Collected data entries
=====
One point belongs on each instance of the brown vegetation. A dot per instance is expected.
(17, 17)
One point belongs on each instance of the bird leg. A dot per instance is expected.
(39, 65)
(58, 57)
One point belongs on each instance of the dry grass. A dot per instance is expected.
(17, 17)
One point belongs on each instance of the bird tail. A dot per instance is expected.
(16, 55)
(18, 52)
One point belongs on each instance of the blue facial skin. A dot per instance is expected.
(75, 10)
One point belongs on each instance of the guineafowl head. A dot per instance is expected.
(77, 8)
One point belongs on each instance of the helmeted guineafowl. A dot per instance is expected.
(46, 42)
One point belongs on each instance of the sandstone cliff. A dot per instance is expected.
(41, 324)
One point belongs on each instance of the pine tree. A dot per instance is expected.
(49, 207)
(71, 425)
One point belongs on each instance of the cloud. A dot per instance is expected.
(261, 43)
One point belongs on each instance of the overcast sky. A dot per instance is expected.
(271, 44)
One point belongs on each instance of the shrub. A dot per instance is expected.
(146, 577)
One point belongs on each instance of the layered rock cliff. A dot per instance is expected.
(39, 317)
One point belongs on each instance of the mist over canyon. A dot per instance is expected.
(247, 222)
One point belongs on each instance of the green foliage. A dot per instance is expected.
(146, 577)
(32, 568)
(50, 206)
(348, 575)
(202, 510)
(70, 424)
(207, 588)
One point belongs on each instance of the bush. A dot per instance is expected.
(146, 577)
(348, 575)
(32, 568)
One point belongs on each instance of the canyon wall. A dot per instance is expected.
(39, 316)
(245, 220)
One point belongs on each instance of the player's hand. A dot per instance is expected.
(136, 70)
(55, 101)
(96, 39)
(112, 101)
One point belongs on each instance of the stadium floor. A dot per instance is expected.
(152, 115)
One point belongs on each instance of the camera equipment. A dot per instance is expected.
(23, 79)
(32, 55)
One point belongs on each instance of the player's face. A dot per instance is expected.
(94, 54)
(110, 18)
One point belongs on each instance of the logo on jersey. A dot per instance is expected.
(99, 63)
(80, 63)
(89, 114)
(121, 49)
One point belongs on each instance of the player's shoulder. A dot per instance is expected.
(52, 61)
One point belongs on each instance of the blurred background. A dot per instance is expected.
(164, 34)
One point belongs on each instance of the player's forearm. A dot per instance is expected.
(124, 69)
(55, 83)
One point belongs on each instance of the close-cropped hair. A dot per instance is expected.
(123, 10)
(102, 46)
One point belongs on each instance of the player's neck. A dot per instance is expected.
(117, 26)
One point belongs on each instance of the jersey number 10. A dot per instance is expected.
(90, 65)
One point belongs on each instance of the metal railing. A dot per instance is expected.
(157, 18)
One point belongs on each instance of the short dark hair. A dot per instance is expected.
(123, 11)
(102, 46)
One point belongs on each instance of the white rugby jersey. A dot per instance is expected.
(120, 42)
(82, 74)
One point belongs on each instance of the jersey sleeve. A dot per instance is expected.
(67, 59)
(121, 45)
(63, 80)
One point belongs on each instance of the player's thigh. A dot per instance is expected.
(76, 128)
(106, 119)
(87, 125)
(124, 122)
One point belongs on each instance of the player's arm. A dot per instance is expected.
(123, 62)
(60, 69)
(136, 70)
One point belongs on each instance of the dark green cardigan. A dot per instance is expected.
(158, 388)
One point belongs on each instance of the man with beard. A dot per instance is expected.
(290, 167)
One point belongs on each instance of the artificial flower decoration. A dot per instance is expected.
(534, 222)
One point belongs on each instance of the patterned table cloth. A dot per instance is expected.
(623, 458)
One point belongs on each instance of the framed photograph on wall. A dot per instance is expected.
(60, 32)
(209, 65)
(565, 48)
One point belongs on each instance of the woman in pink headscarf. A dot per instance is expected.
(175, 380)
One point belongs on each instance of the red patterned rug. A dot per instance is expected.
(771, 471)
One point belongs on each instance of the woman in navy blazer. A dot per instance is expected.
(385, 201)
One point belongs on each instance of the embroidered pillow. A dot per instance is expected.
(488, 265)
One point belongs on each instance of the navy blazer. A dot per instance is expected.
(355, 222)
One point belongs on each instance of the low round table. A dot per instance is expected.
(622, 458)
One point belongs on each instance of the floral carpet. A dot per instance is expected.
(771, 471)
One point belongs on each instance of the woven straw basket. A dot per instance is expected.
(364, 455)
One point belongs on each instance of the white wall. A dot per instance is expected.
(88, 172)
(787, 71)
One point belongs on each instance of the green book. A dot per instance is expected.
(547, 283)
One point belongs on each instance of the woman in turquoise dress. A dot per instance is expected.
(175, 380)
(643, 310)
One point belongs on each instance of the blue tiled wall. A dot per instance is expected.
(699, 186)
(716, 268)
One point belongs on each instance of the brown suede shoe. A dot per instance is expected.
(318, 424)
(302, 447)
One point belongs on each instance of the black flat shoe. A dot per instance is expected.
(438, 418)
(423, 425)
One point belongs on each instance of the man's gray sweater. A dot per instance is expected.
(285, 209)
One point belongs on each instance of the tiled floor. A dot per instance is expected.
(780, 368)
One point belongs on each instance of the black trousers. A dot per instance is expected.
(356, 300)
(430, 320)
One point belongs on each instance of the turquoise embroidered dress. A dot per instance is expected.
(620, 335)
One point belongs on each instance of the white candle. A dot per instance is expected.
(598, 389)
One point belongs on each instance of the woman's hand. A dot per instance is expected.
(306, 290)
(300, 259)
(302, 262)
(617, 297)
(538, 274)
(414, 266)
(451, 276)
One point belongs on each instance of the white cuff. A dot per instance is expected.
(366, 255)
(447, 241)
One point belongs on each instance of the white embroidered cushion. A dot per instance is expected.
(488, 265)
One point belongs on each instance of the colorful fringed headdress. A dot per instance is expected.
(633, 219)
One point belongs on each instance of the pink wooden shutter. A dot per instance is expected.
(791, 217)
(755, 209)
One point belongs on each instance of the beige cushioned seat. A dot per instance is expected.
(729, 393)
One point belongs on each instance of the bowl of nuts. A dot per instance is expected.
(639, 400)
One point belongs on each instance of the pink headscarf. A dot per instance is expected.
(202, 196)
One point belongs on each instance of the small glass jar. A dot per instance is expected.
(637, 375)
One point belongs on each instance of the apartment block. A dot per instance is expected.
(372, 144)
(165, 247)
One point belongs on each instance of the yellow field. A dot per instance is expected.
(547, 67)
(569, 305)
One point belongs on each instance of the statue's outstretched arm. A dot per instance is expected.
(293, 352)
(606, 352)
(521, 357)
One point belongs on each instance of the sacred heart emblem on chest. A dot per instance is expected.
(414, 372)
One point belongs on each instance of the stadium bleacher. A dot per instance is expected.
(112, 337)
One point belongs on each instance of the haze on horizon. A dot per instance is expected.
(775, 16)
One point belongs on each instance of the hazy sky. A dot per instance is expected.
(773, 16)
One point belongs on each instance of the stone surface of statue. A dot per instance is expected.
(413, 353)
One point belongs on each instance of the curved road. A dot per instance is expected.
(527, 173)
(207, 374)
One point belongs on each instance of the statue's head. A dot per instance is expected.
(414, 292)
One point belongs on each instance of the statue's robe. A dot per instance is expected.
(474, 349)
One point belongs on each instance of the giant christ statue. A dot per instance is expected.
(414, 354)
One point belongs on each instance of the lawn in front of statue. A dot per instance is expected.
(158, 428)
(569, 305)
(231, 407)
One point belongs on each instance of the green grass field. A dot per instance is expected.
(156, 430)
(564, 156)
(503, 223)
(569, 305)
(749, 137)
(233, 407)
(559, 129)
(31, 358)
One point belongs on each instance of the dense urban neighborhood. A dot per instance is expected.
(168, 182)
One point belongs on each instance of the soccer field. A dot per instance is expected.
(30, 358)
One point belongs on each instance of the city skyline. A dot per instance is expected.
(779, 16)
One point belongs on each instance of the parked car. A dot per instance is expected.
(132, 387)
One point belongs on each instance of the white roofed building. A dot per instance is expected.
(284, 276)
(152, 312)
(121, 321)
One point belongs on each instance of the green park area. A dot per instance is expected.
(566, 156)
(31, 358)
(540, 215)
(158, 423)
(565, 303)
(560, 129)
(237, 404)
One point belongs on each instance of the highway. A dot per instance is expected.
=====
* [Set problem]: Return exactly, and only, the line containing "One point belongs on each instance of the yellow" and every line after it through the end of the material.

* [Response]:
One point belongs on each instance of the yellow field. A dot per instance is expected.
(547, 67)
(569, 305)
One point belongs on each instance of the statue's outstretched arm. A dot per instance is expected.
(293, 352)
(606, 352)
(521, 357)
One point belongs on each instance of the sacred heart emblem on chest. A dot per instance is expected.
(414, 372)
One point belongs on each instance of the stadium bleacher. A dot per instance is expected.
(112, 337)
One point belongs on each instance of the haze on horizon. A dot per instance is expected.
(775, 16)
One point belongs on each instance of the hazy sky. A dot per instance is expected.
(773, 16)
One point belongs on each instance of the stone surface of statue. A dot per instance is expected.
(413, 353)
One point belongs on each instance of the curved road. A dot per instance is expected.
(527, 173)
(207, 374)
One point belongs on each instance of the statue's head. A dot per instance is expected.
(414, 292)
One point belongs on each instance of the statue's robe. A dot per instance is expected.
(474, 349)
One point belongs on each instance of the giant christ statue. A dot per instance is expected.
(414, 354)
One point belongs on each instance of the lawn in front of statue. A dot per instance is expected.
(158, 428)
(569, 305)
(231, 407)
One point belongs on each instance of the green grass field. A dot per instance is expected.
(156, 430)
(564, 156)
(503, 223)
(569, 305)
(749, 137)
(233, 407)
(559, 129)
(31, 358)
One point belongs on each instance of the dense urban neighborhood. A dot per instance is expected.
(168, 182)
One point belongs on each instance of the soccer field. A dot per instance is expected.
(30, 358)
One point belongs on each instance of the city skyline. A dot per instance is expected.
(779, 16)
One point belongs on each instance of the parked car. A dot per instance is expected.
(132, 387)
One point belongs on each instance of the white roofed building. A dot per instance is expected.
(284, 276)
(152, 312)
(121, 321)
One point belongs on each instance of the green park area. A dot per instance is expected.
(566, 156)
(31, 358)
(540, 215)
(158, 423)
(565, 303)
(560, 129)
(237, 404)
One point belongs on each instance of the highway. A dot per instance is expected.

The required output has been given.